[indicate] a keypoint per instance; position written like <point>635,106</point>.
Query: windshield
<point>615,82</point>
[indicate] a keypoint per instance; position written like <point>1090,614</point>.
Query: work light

→ **TAREA PLANTEADA**: Presenta todas las líneas de los datos como una lista numerada y omite las líneas en blanco.

→ **SOLUCIÓN DEL EJERCICIO**:
1. [indicate] a keypoint per instance; position written like <point>635,106</point>.
2. Query: windshield
3. <point>615,82</point>
4. [indicate] a keypoint per instance; position written like <point>1090,614</point>.
5. Query: work light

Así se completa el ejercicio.